▶ Study text:
****
General characteristics
- Class & type: G-class submarine
- Displacement: 703 long tons (714 t) surfaced; 837 long tons (850 t) submerged;
- Length: 187 ft 1 in (57.0 m)
- Beam: 22 ft 8 in (6.9 m)
- Draught: 13 ft 4 in (4.1 m)
- Installed power: 1,600 bhp (1,200 kW) (diesel); 840 hp (630 kW) (electric motor);
- Propulsion: 2 × diesel engines; 2 × electric motors;
- Speed: 14.25 knots (26.39 km/h; 16.40 mph) surfaced; 9 knots (17 km/h; 10 mph) submerged;
- Range: 2,400 nmi (4,400 km; 2,800 mi) at 12.5 kn (23.2 km/h; 14.4 mph) surfaced
- Complement: 30
- Armament: 4 × 18-inch (45 cm) torpedo tubes; 1 × 21-inch (53.3 cm) torpedo tube;

= HMS G3 =

Submarine of the Royal Navy

HMS G3 was a British G-class submarine built for the Royal Navy during World War I.

==Description==
The G-class submarines were designed by the Admiralty in response to a rumour that the Germans were building double-hulled submarines for overseas duties and were built with a partial double hull.. The submarines had a length of 187 ft 1 in overall, a beam of 22 ft 8 in and a mean draught of 13 ft 4 in. They displaced 703 LT on the surface and 837 LT submerged. The G-class submarines had a crew of 30 officers and ratings.
****
▶ Items from a collection:

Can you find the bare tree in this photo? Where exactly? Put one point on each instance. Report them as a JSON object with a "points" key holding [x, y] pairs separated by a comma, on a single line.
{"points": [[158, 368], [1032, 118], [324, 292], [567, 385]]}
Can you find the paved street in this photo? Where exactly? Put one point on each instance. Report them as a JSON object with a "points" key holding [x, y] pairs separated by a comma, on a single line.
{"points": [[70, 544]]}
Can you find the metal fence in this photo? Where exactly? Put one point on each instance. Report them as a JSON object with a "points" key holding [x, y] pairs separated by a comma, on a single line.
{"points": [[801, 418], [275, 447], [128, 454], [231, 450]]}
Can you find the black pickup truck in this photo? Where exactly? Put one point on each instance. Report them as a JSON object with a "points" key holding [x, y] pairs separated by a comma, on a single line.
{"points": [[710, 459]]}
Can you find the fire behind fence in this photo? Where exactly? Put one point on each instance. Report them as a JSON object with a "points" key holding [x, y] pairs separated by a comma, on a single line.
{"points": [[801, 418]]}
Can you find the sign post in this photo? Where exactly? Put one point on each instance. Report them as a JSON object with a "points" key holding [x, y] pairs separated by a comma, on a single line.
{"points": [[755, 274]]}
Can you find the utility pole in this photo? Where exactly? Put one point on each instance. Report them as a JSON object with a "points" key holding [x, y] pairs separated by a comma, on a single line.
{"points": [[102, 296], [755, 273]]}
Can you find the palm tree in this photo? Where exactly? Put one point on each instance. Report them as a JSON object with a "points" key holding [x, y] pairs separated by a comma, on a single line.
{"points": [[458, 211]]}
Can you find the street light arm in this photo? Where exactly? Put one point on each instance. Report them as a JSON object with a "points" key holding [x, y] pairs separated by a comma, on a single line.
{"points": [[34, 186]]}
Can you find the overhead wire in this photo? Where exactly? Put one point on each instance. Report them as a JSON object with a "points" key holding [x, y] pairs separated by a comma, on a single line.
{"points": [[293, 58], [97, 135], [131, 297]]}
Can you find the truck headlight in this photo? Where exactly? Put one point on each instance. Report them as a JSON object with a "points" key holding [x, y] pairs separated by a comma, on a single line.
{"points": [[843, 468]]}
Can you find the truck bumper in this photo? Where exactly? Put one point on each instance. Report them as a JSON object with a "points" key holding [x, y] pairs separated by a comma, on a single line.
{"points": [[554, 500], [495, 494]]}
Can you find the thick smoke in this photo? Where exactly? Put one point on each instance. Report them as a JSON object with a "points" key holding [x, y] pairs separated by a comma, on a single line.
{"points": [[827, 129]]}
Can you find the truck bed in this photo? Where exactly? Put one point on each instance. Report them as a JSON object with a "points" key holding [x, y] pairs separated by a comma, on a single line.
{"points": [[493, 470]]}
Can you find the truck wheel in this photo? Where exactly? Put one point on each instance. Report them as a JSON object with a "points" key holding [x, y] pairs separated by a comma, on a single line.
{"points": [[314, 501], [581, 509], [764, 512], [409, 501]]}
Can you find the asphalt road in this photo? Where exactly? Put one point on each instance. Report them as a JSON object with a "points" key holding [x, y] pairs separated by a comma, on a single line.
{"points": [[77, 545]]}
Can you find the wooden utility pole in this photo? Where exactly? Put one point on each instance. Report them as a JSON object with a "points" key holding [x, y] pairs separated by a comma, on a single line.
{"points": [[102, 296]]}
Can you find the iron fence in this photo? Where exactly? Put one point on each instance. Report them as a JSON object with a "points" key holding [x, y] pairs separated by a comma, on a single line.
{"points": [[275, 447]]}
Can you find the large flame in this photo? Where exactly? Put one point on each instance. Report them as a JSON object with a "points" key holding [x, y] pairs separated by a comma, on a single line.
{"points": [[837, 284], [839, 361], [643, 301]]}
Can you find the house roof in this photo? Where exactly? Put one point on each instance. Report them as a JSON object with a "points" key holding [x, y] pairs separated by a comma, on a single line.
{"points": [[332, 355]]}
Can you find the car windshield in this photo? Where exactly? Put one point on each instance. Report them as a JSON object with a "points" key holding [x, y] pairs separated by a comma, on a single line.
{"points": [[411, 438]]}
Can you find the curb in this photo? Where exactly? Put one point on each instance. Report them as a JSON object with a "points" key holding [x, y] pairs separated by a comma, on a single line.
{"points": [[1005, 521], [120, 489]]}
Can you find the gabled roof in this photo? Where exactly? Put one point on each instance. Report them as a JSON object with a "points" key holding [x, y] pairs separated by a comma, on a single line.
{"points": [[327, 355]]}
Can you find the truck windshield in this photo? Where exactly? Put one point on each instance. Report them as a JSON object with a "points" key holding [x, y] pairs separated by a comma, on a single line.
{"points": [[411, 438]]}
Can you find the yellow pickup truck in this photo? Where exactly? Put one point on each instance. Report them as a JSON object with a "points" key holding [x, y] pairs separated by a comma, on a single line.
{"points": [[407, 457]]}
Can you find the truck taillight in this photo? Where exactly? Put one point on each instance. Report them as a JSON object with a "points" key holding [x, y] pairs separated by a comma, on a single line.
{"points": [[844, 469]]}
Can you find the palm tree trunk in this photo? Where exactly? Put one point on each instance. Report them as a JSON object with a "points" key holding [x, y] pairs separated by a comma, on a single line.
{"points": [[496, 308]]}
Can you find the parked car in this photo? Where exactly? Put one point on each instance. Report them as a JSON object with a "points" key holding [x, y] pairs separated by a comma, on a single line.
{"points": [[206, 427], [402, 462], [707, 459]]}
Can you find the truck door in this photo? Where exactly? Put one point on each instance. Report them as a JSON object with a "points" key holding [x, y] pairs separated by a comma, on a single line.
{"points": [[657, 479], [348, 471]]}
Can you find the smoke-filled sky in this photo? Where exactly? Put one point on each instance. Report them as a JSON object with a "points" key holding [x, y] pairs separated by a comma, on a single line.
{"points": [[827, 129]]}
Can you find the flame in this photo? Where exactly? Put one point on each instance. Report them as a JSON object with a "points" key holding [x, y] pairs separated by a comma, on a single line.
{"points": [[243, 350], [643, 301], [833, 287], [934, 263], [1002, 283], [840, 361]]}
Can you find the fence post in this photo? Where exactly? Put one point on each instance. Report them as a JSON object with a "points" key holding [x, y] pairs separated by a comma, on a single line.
****
▶ Brief 1: According to the HMS G3 text, who designed the G-class submarines?
▶ Brief 2: Write out the part of the HMS G3 text starting at "- Installed power: 1,600" and ending at "World War I.", renaming "Royal Navy" as "British Navy".

▶ Your response 1: The Admiralty.

▶ Your response 2:
- Installed power: 1,600 bhp (1,200 kW) (diesel); 840 hp (630 kW) (electric motor);
- Propulsion: 2 × diesel engines; 2 × electric motors;
- Speed: 14.25 knots (26.39 km/h; 16.40 mph) surfaced; 9 knots (17 km/h; 10 mph) submerged;
- Range: 2,400 nmi (4,400 km; 2,800 mi) at 12.5 kn (23.2 km/h; 14.4 mph) surfaced
- Complement: 30
- Armament: 4 × 18-inch (45 cm) torpedo tubes; 1 × 21-inch (53.3 cm) torpedo tube;

= HMS G3 =

Submarine of the British Navy

HMS G3 was a British G-class submarine built for the British Navy during World War I.